• _Passage_:
— start —

Scott Borchetta on Country: “I Really Don’t Care.” Defines it as “Youth”
The Country Music Anti-Christ, Big Machine Records owner Scott Borchetta was on American Public Media on Friday (9-28-12) with host Kai Ryssdal, and had some pretty incendiary things to say about country music, proving why he deserves his infamous “Anti-Christ” moniker. Ryssdal went right after Borchetta, citing Saving Country Music’s “Anti-Christ” labeling specifically, and playing a cut from Big Machine artist Taylor Swift’s song “You Belong With Me”, asking him if it was more pop than country.
“If you don’t want to consider it country, I really don’t care,” was Borchetta’s response. “That means nothing to me.”
In the interview, Borchetta also defined country as, “Whatever fans of country music listen to and like. It’s younger. It’s youth.”
Listen to interview:
Borchetta went on to claim he was just the latest in a line of folks being blamed for killing country music, citing Patsy Cline, Kenny Rogers, and Shania Twain as other country stars that were more pop than country in their day and received the same scrutiny Taylor Swift does now.
On that last point, Scott Borchetta is correct. One of the reasons that country traditionalists and purists are losing the battle for the term “country” is because many are unwilling to admit that pop influences have been a part of the genre since the beginning.
But what Borchetta and other country pop apologists don’t seem to understand is that country has never been this unarguably and exclusively pop before, and mainstream country’s obsession with image and youth has severed the ties to the roots of the music that were clearly evident even when Patsy, and Kenny, and John Denver were plying their craft back in the day. If country loses its identity and autonomy from the rest of music, it could erode its long-term sustainability, and the legitimacy and importance of its institutions and infrastructure.
But let’s not bury the lead here. Scott Borchetta finally said what we all knew he believed through his actions: that he doesn’t care about country music or the significance of the ‘country’ term. It is an annoyance to him, a trifle.
Make no mistake about it, Scott Borchetta is winning, against purists, and against his counterparts on Music Row. While Nashville’s major labels are still trying to navigate the retooling to the digital age, Borchetta is running circles around them, pilfering their talent rosters, while has-been’s like Mike Curb hurl frivolous lawsuits at him as obvious moves of desperation and spite.

— end —

• _Data rows_:
— start —

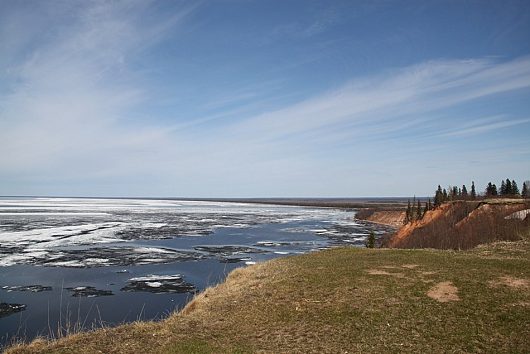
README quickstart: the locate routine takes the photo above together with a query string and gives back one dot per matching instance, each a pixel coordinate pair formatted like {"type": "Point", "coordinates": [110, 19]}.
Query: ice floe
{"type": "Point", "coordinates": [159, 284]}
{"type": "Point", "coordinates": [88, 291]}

— end —
— start —

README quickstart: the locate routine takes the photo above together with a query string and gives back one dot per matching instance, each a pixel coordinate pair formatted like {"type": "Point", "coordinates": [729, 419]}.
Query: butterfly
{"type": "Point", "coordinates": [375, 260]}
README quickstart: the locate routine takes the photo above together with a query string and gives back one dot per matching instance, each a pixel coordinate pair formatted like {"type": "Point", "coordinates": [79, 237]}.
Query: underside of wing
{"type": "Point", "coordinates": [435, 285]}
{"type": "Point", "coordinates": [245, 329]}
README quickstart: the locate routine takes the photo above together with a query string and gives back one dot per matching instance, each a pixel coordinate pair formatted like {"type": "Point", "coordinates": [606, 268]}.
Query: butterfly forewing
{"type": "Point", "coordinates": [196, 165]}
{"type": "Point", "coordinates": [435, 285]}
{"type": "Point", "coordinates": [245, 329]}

— end —
— start —

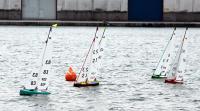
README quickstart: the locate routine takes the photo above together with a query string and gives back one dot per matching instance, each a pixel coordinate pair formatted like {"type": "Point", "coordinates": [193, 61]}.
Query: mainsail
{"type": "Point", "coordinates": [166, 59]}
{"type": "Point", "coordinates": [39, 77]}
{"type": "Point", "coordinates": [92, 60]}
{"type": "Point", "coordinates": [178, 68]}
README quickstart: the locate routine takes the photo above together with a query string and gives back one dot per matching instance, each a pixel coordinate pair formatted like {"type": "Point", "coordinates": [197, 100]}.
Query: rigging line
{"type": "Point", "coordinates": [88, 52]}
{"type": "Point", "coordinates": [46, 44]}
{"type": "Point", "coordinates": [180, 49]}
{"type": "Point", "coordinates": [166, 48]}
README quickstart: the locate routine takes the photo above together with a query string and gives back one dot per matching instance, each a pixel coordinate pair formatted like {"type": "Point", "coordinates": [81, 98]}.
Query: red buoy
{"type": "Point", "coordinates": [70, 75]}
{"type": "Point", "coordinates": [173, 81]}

— end —

• _Set task 1_: Switch "pop" to "rock" in the stretch of the Borchetta article that begins at the words "In the interview, Borchetta" and stops after "since the beginning.", then write out that stretch.
• _Set task 2_: Return each line of the records that contains the string "quickstart", where case counts.

• _Final answer 1_:
In the interview, Borchetta also defined country as, “Whatever fans of country music listen to and like. It’s younger. It’s youth.”
Listen to interview:
Borchetta went on to claim he was just the latest in a line of folks being blamed for killing country music, citing Patsy Cline, Kenny Rogers, and Shania Twain as other country stars that were more rock than country in their day and received the same scrutiny Taylor Swift does now.
On that last point, Scott Borchetta is correct. One of the reasons that country traditionalists and purists are losing the battle for the term “country” is because many are unwilling to admit that rock influences have been a part of the genre since the beginning.

• _Final answer 2_:
README quickstart: the locate routine takes the photo above together with a query string and gives back one dot per matching instance, each a pixel coordinate pair formatted like {"type": "Point", "coordinates": [110, 19]}.
README quickstart: the locate routine takes the photo above together with a query string and gives back one dot per matching instance, each a pixel coordinate pair formatted like {"type": "Point", "coordinates": [729, 419]}.
README quickstart: the locate routine takes the photo above together with a query string and gives back one dot per matching instance, each a pixel coordinate pair formatted like {"type": "Point", "coordinates": [79, 237]}.
README quickstart: the locate routine takes the photo above together with a query string and gives back one dot per matching instance, each a pixel coordinate pair formatted like {"type": "Point", "coordinates": [606, 268]}.
README quickstart: the locate routine takes the photo above together with a query string and gives back one dot per matching instance, each a pixel coordinate pair formatted like {"type": "Point", "coordinates": [193, 61]}.
README quickstart: the locate routine takes the photo above together with a query string and gives back one dot per matching instance, each a pixel coordinate pair formatted like {"type": "Point", "coordinates": [197, 100]}.
README quickstart: the locate routine takes the photo above together with a query string and gives back one dot per matching instance, each a pixel coordinate pair formatted like {"type": "Point", "coordinates": [81, 98]}.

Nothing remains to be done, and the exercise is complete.